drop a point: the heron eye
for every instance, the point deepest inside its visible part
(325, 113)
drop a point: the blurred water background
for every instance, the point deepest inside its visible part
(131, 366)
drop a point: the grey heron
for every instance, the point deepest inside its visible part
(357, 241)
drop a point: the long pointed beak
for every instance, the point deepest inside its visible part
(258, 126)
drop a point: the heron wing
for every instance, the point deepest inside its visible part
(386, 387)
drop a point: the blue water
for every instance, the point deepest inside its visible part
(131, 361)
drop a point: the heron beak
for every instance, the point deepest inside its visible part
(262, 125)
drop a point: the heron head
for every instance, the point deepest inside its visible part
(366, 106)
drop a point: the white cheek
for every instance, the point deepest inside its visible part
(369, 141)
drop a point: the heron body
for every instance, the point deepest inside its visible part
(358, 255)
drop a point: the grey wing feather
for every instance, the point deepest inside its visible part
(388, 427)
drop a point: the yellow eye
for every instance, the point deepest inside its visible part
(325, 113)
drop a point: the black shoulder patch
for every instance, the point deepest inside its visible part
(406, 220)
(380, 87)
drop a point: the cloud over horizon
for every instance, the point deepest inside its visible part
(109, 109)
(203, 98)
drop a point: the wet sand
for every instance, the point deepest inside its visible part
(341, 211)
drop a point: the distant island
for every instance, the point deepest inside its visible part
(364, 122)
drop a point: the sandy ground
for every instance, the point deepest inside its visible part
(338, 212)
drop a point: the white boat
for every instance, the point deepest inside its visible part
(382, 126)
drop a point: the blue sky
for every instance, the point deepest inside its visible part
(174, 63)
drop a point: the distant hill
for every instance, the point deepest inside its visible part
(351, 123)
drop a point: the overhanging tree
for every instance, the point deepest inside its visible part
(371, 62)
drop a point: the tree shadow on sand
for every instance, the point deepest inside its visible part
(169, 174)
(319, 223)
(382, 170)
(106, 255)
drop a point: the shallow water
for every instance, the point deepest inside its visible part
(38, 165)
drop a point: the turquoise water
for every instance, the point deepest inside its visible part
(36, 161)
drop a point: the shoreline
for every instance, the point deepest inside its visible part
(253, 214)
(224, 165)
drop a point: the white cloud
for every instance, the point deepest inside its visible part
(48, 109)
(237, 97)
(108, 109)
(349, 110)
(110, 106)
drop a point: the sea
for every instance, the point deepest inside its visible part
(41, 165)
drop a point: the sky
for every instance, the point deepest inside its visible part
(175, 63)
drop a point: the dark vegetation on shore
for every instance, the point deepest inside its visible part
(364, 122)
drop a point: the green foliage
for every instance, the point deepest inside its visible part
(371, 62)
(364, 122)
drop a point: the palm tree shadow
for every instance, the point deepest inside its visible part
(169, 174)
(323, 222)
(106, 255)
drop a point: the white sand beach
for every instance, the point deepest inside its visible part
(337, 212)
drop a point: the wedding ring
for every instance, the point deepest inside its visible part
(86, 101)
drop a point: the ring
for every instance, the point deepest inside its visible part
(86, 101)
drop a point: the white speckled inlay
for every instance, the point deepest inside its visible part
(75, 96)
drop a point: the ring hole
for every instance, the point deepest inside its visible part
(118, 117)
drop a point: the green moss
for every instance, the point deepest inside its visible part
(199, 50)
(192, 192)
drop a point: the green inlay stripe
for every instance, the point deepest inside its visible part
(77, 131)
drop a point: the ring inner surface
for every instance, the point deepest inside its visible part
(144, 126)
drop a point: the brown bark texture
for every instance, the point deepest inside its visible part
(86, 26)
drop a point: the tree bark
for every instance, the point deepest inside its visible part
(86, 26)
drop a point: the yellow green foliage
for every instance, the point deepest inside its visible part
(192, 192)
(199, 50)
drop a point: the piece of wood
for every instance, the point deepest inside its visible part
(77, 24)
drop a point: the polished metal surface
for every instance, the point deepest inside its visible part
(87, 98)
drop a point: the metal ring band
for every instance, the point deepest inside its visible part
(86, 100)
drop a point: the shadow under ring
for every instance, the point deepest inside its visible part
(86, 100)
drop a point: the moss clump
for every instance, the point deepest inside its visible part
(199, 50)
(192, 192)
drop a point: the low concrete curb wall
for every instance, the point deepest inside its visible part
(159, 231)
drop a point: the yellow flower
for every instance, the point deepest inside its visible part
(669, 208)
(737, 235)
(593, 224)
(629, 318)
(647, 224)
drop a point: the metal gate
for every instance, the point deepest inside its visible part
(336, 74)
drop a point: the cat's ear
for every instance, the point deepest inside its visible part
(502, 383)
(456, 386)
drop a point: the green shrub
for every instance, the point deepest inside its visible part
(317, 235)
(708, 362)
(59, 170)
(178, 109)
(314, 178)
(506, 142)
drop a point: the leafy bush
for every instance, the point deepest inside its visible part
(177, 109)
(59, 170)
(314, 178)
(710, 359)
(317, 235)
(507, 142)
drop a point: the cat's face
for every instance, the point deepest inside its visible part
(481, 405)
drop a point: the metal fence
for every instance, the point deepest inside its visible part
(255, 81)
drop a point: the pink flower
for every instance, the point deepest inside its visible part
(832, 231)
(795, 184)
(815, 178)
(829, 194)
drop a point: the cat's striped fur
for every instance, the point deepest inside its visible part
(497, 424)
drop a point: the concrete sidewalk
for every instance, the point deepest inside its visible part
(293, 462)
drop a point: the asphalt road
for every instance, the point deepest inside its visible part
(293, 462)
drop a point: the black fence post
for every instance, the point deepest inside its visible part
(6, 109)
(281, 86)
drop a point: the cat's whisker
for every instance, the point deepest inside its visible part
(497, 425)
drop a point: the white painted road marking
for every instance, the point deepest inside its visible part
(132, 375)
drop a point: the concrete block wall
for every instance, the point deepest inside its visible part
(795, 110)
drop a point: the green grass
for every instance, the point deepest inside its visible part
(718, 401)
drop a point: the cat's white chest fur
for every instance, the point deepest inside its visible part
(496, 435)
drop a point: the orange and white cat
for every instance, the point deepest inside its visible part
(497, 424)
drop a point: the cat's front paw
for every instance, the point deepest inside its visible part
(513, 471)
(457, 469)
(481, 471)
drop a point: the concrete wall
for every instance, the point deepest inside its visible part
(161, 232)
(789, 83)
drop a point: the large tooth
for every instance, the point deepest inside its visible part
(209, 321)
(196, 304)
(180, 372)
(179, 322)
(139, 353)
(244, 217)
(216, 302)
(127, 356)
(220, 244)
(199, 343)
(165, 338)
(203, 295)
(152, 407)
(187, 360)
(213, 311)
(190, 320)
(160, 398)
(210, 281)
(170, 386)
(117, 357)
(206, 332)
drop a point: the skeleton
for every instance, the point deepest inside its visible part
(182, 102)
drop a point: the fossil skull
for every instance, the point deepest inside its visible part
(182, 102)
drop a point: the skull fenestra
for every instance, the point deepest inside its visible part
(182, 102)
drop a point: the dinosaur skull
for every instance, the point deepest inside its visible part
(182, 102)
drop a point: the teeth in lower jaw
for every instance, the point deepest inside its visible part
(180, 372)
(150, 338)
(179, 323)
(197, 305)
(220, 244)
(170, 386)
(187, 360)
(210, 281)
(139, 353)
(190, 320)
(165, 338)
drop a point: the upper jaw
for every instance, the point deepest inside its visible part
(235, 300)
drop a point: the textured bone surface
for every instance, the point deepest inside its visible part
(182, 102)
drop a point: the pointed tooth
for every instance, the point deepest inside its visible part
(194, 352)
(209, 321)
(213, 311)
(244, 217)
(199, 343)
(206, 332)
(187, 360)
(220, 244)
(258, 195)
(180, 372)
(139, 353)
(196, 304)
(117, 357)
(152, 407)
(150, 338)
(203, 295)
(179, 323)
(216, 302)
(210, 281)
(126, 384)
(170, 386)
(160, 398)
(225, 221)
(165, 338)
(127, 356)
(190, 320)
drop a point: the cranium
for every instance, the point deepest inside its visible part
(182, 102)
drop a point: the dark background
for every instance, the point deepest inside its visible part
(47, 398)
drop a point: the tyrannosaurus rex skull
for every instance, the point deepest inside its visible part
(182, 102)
◇ ◇ ◇ ◇ ◇
- Aim of the task -
Copy only this part of the entries above: the line with "drop a point: the white painted road marking", the line with "drop a point: the green grass", and the lines between, all exactly as written.

- Response area -
drop a point: the white painted road marking
for every instance, the point deepest inside its visible part
(132, 375)
drop a point: the concrete block wall
for every instance, the point deepest inside its visible part
(795, 110)
drop a point: the green grass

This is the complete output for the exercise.